## Aim of the exercise
Repeat each record below exactly as given.

[Entries from a dataset]
########
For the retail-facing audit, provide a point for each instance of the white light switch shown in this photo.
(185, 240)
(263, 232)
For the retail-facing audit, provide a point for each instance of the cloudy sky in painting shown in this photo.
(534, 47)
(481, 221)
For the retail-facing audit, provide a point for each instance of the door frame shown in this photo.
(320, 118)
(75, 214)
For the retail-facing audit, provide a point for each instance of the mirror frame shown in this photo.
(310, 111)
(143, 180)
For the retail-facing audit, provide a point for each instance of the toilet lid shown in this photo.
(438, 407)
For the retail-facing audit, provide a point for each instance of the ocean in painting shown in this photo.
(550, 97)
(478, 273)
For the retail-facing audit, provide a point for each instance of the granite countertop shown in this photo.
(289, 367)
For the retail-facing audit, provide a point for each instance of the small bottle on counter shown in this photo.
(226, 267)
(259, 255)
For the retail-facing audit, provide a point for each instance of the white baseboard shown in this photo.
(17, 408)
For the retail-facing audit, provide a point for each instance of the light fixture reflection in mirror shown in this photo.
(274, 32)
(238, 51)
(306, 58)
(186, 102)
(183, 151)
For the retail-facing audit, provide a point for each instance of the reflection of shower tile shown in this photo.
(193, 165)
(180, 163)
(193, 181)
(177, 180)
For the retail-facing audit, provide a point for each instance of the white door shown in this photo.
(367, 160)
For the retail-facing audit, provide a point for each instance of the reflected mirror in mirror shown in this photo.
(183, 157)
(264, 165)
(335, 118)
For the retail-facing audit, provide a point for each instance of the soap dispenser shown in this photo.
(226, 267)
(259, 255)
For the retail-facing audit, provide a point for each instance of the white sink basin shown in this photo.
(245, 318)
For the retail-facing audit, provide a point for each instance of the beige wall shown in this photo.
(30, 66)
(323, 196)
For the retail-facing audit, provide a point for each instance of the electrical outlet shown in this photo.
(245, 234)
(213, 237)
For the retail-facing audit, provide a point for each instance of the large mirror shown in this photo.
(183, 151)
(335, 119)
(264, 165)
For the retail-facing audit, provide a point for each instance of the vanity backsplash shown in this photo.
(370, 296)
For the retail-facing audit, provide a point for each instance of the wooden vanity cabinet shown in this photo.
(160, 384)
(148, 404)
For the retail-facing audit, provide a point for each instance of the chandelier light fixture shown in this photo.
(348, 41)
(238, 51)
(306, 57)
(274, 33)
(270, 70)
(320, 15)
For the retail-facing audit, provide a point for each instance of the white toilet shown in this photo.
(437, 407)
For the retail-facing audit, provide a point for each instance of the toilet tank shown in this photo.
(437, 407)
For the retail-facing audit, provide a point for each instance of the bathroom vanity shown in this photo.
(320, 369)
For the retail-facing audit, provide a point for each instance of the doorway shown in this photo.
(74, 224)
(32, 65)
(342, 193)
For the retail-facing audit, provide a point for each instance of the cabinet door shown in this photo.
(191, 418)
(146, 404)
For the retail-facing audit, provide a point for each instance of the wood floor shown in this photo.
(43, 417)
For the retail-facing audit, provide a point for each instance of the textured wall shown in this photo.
########
## Exercise solution
For the retail-facing audit, provide a point for each instance of the white light switch shown in this photo.
(185, 240)
(263, 232)
For the retail-facing audit, provide a point for each instance of the cloudy sky in painting shown in this photo.
(534, 47)
(481, 221)
For the retail-facing audit, provide a point for each instance of the door frame shown in this photo.
(320, 118)
(75, 214)
For the retail-facing audit, provide a point for each instance of the mirror frame shown in this photo.
(310, 111)
(143, 180)
For the retail-facing audit, provide a point for each instance of the toilet lid shown in this photo.
(438, 407)
For the retail-facing audit, provide a point for each instance of the ocean in painting shown in this photo.
(550, 97)
(478, 273)
For the retail-facing audit, provide a point for each instance of the granite countertop shown in this photo.
(289, 367)
For the retail-facing audit, provide a point for each instance of the small bottle on counter shown in this photo.
(226, 267)
(259, 255)
For the retail-facing audit, provide a point for each instance of the white baseboard shown in this photo.
(17, 408)
For the retail-facing audit, provide a point for each instance of the light fixture reflection in mirror shown in this photo.
(274, 32)
(238, 51)
(306, 58)
(186, 102)
(183, 151)
For the retail-facing audit, provide a point for each instance of the reflection of shower tile shown in this photo.
(193, 165)
(180, 163)
(193, 181)
(177, 180)
For the retail-facing audit, provide a point for each instance of the white door shown in this photo.
(367, 160)
For the retail-facing audit, provide a point for each instance of the reflected mirror in mirror shown in this photo.
(183, 157)
(264, 165)
(335, 118)
For the retail-facing audit, provide a point for each instance of the soap dispenser shown in this photo.
(226, 267)
(259, 255)
For the retail-facing audit, provide a point for each instance of the white sink basin shown in this photo.
(245, 318)
For the retail-facing audit, provide a point for each instance of the beige wall shown in this photo.
(30, 66)
(323, 196)
For the retail-facing audit, provide a point for each instance of the electrical outlet shown in this photo.
(245, 234)
(213, 237)
For the retail-facing audit, provide a point for each instance of the large mirror shown in this photo.
(183, 151)
(335, 119)
(264, 165)
For the retail-facing audit, provide a point for each instance of the vanity backsplash shown in this photo.
(370, 296)
For the retail-facing audit, provide a point for each instance of the wooden vanity cabinet shown in this photo.
(160, 384)
(148, 404)
For the retail-facing audit, provide a point for each instance of the chandelier light fixture shown in this photo.
(348, 41)
(238, 51)
(306, 57)
(274, 33)
(270, 70)
(320, 15)
For the retail-facing audit, provide a point for each instance of the white toilet shown in this photo.
(437, 407)
For the retail-facing audit, provide a point for each instance of the toilet tank shown in this photo.
(437, 407)
For the retail-facing audit, provide a point for each instance of the bathroom vanity shown in this photo.
(320, 369)
For the retail-facing audit, provide a point for each instance of the doorway shown in this photo.
(74, 224)
(32, 65)
(342, 193)
For the retail-facing audit, provide a point for each instance of the cabinet door shown in this photo.
(191, 418)
(146, 404)
For the retail-facing audit, provide a point for each instance of the wood floor shown in this photo.
(43, 417)
For the retail-facing audit, provide a point for each instance of the textured wall shown in this photo.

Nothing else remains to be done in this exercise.